#### WHAT YOU SHOULD DO:
Could you repeat the entries below exactly, but only from the line with "Query: <item>green billboard</item>" through the line with "161 545 L 151", and without any picture?

#### PROVIDED RECORDS:
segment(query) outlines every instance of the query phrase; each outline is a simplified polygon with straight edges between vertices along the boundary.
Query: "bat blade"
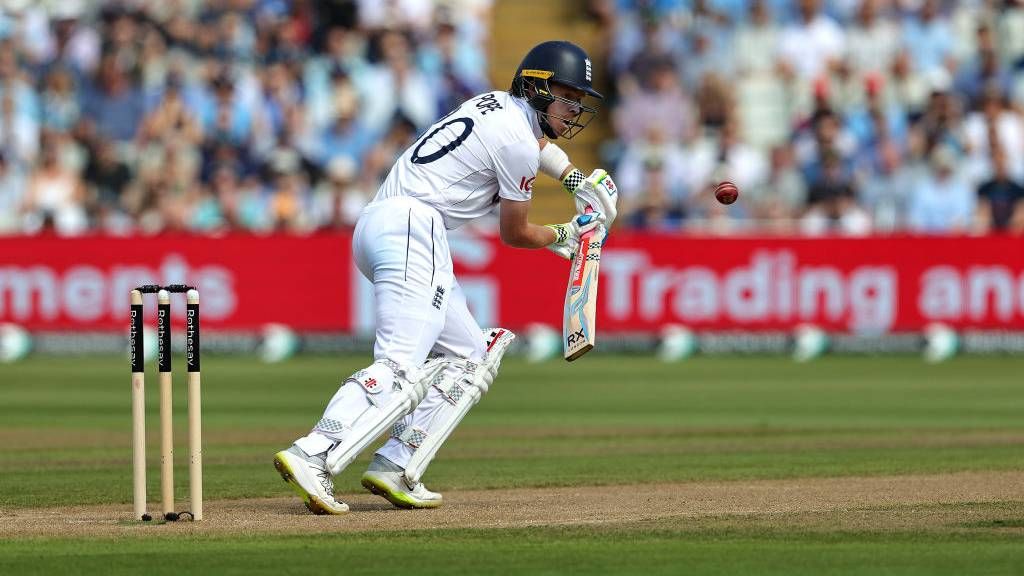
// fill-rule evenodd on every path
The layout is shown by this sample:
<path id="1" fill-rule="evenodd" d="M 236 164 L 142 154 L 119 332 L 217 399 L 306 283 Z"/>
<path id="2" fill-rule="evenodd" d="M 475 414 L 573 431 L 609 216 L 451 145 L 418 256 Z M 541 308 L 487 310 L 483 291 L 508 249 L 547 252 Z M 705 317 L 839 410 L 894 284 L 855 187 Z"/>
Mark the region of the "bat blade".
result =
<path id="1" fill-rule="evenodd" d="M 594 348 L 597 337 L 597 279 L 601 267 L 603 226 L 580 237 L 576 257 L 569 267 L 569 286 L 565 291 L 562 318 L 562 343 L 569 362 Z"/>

--

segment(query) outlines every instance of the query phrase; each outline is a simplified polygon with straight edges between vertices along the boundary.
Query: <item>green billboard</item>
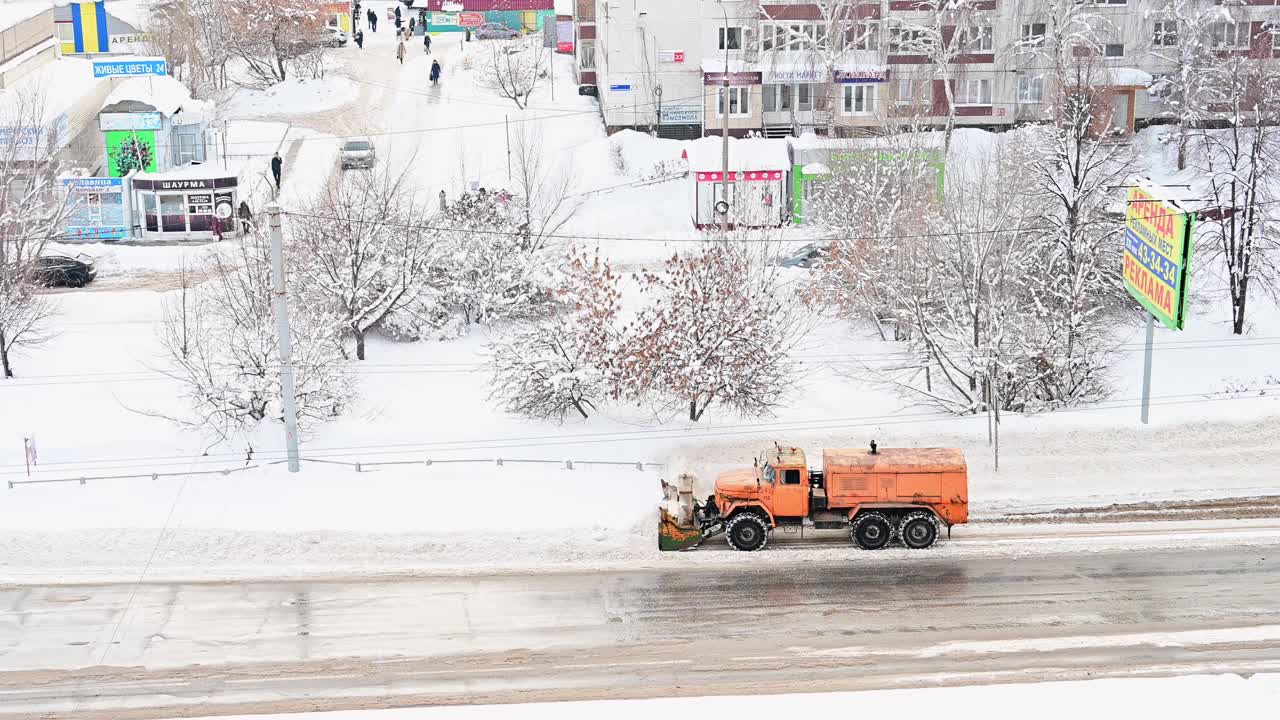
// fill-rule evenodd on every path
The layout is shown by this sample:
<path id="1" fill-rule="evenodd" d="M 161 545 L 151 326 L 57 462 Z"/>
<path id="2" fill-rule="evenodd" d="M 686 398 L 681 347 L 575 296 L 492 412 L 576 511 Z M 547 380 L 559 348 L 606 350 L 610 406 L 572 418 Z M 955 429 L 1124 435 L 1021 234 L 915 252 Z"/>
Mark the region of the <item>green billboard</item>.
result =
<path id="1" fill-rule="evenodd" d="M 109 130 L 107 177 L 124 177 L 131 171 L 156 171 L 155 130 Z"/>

#### RESULT FOR THIS TASK:
Query: <item>green billboard</item>
// fill-rule evenodd on every path
The layout is shown by this sample:
<path id="1" fill-rule="evenodd" d="M 161 545 L 151 326 L 57 462 Z"/>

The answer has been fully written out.